Please transcribe part of the study abstract below, beginning at the words "The purposes of" and stopping after "predict maternal-fetal outcomes.".

**Excerpted text:**
+-------+

Published: 20 January 2014

Abstract

Background

The purposes of this study were to explore whether the maternal-fetal outcomes differed among various types of hyperglycemia during pregnancy and whether the values of glycemic screening in the middle phase of pregnancy could predict maternal-fetal outcomes.

Methods

A retrospective study was conducted to study the incidence of maternal-fetal outcomes in 383 singleton pregnant women with diabetes or gestational diabetes admitted to our hospital from November 2007 to March 2013. Patients were divided into three groups: DM (Type 1 and Type 2 diabetes mellitus) group, mGDM (mild gestational diabetes mellitus) group and sGDM (severe gestational diabetes mellitus) group. Maternal basic characteristics, results of oral glucose tolerance test (OGTT), antenatal random glycemia and maternal-fetal outcomes were collected. Binary logistic regression was used to estimate the association of blood glucose with the maternal-fetal outcomes. Predictive accuracy was assessed by calculating the areas under the receiver operating characteristic curves.

+-------+

**Dataset extract:**
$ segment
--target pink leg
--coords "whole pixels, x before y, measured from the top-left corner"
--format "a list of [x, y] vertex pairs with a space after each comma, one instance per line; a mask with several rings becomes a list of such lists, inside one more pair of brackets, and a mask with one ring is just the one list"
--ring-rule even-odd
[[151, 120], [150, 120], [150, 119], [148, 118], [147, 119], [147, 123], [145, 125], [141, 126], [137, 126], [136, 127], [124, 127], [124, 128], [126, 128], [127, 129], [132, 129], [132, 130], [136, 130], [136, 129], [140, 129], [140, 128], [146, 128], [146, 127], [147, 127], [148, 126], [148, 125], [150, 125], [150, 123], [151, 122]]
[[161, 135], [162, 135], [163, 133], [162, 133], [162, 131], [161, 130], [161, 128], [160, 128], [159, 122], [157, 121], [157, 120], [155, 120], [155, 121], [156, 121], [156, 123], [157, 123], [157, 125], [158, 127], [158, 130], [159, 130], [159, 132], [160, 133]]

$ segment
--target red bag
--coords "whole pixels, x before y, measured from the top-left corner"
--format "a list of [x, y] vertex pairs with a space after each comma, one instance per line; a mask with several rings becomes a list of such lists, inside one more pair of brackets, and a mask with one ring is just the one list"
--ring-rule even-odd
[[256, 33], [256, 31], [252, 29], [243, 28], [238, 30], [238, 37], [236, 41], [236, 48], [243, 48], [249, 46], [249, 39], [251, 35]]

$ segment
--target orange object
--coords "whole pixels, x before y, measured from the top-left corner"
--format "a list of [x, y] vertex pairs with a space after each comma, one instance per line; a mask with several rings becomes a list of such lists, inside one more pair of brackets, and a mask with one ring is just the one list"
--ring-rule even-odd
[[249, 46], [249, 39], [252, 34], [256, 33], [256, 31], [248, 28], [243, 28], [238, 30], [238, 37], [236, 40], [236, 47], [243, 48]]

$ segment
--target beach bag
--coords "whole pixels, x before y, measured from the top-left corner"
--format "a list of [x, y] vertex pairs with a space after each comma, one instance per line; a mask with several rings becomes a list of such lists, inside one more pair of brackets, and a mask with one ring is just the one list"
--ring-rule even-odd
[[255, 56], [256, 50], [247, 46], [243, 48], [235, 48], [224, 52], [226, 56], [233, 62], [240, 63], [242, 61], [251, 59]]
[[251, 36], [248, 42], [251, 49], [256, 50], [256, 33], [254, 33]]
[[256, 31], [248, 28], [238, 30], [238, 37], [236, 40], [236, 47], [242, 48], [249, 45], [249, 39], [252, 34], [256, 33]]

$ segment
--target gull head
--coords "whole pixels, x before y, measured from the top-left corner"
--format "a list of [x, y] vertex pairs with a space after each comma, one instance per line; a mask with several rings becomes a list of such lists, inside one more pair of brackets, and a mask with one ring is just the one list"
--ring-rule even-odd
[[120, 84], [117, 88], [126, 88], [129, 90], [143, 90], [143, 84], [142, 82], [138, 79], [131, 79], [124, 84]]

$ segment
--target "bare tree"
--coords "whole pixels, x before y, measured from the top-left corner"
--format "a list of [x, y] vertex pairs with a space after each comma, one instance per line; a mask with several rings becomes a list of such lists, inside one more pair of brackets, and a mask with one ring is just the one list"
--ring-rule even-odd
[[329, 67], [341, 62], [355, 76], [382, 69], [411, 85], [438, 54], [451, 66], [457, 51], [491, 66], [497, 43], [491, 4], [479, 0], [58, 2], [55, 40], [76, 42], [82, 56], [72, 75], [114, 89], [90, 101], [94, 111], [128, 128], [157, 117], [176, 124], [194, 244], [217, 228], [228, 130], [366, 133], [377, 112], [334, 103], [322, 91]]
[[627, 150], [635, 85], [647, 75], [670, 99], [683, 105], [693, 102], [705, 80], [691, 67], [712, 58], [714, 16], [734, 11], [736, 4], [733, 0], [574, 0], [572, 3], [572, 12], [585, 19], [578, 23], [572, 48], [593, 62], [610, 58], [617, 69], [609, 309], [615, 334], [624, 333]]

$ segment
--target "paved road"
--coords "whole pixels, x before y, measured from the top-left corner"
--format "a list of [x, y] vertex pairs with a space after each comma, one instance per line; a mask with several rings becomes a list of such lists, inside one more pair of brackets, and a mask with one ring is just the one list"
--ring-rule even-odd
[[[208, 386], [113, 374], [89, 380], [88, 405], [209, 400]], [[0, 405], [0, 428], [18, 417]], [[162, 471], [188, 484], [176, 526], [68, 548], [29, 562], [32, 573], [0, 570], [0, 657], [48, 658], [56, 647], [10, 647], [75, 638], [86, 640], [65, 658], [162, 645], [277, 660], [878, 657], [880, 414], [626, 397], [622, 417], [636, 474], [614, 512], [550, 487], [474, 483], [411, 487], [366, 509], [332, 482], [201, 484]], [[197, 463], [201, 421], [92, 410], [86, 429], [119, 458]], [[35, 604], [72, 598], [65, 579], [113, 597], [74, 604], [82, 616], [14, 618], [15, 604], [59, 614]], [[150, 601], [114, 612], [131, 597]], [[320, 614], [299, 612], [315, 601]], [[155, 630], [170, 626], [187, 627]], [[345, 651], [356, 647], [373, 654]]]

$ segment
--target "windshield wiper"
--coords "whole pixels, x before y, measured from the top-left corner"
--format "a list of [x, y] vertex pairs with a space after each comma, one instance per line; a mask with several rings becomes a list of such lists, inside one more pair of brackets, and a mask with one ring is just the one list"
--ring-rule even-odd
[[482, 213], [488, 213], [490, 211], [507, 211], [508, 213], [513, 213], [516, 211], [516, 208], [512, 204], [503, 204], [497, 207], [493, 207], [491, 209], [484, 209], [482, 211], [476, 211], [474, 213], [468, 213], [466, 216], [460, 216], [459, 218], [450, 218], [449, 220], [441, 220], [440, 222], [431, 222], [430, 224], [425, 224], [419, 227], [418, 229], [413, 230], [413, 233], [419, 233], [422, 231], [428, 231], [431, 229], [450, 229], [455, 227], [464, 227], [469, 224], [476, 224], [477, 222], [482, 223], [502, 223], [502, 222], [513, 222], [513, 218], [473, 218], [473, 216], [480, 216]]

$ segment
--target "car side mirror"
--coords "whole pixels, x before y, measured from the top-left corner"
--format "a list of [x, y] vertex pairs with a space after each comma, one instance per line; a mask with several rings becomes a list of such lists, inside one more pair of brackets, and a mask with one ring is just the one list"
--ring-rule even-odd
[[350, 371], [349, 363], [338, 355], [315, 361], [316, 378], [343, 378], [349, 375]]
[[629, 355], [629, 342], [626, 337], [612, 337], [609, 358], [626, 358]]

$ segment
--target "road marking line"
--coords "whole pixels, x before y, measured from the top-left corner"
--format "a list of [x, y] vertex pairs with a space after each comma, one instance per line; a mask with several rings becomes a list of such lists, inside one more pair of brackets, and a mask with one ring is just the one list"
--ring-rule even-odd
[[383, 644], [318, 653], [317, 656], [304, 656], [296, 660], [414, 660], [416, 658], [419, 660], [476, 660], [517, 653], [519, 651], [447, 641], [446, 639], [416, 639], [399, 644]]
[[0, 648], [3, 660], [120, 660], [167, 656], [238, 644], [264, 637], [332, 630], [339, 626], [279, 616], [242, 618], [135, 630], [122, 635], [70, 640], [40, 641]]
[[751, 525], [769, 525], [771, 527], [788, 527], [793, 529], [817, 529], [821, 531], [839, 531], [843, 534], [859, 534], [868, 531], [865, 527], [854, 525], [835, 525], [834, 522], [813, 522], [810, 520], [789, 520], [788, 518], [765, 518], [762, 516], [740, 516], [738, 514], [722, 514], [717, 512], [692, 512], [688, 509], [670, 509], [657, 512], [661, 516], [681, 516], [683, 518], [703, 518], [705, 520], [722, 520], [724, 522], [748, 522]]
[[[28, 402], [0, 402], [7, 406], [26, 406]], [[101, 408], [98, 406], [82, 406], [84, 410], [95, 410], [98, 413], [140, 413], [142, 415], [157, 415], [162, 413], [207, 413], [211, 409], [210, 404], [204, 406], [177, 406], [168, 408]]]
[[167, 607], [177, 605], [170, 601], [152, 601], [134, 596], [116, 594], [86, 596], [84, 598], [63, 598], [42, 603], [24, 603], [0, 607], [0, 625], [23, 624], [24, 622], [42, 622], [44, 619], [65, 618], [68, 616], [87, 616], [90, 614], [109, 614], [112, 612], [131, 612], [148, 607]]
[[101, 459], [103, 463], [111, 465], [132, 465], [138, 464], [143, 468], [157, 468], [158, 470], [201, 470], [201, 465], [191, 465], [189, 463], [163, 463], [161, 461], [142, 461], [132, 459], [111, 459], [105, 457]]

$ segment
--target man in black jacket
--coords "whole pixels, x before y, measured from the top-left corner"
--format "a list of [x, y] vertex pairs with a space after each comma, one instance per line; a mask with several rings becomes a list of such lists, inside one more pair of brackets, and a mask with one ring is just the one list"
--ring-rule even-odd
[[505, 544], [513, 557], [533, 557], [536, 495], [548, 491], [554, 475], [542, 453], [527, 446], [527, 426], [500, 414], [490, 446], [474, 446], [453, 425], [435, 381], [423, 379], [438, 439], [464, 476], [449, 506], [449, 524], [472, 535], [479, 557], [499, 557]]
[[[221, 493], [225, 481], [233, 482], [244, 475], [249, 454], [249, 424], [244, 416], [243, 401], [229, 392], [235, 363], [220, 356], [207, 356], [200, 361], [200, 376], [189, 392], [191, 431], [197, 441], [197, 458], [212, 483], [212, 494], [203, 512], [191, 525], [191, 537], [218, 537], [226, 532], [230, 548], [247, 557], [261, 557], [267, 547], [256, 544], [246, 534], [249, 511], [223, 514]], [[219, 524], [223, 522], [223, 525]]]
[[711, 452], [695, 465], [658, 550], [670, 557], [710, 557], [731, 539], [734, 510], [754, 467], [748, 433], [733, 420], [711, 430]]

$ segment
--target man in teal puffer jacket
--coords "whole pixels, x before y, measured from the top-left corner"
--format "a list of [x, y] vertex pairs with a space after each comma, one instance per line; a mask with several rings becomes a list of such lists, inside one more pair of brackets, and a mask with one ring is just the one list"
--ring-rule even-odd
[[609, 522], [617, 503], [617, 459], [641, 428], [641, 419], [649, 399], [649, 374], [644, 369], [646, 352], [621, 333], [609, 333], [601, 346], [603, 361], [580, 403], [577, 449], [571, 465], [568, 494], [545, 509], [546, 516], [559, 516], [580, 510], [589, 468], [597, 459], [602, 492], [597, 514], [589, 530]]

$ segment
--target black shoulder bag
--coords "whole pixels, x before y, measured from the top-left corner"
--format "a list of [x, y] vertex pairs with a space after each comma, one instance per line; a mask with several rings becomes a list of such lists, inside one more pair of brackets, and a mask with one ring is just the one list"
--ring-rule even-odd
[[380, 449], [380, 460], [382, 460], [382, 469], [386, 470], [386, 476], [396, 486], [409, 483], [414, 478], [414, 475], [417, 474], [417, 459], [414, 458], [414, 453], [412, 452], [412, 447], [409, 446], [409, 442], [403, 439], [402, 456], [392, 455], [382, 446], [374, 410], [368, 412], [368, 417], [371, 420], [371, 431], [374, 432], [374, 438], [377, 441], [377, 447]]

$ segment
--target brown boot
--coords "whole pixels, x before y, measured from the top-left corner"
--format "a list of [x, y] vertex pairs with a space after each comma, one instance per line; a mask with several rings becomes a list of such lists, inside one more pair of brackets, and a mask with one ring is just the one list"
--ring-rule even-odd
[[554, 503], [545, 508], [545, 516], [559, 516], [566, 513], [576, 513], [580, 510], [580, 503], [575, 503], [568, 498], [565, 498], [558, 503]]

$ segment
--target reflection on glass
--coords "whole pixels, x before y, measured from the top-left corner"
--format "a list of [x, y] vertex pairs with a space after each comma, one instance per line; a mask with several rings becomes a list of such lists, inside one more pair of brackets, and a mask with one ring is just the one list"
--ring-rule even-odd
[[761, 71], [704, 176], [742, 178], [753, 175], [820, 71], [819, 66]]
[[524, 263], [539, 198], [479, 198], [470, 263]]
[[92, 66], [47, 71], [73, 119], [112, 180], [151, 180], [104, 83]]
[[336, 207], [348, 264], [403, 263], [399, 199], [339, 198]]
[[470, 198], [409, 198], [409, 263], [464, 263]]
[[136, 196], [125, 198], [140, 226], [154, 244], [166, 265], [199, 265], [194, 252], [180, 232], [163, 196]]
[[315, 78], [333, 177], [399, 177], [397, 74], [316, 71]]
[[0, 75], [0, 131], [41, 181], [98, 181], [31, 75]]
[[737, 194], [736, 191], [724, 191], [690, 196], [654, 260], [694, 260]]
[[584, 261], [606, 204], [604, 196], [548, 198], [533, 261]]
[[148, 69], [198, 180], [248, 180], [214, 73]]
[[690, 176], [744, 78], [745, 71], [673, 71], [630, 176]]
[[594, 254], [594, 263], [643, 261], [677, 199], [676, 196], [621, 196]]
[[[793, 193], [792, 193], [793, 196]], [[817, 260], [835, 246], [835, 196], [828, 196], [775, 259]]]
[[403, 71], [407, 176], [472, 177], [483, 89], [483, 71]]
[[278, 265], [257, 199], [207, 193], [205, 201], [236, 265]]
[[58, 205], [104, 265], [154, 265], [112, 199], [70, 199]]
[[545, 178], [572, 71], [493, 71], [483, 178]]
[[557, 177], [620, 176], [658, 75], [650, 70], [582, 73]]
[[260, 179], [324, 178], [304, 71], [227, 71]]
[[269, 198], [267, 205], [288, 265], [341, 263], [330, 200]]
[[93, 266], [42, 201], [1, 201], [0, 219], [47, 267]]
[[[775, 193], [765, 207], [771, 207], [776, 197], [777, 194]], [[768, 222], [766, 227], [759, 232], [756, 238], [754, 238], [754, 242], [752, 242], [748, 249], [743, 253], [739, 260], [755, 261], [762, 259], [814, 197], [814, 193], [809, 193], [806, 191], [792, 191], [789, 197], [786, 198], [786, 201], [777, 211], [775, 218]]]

+-------+

**Output for this task:**
The purposes of this study were to explore whether the maternal-fetal outcomes differed among various types of hyperglycemia during pregnancy and whether the values of glycemic screening in the middle phase of pregnancy could predict maternal-fetal outcomes.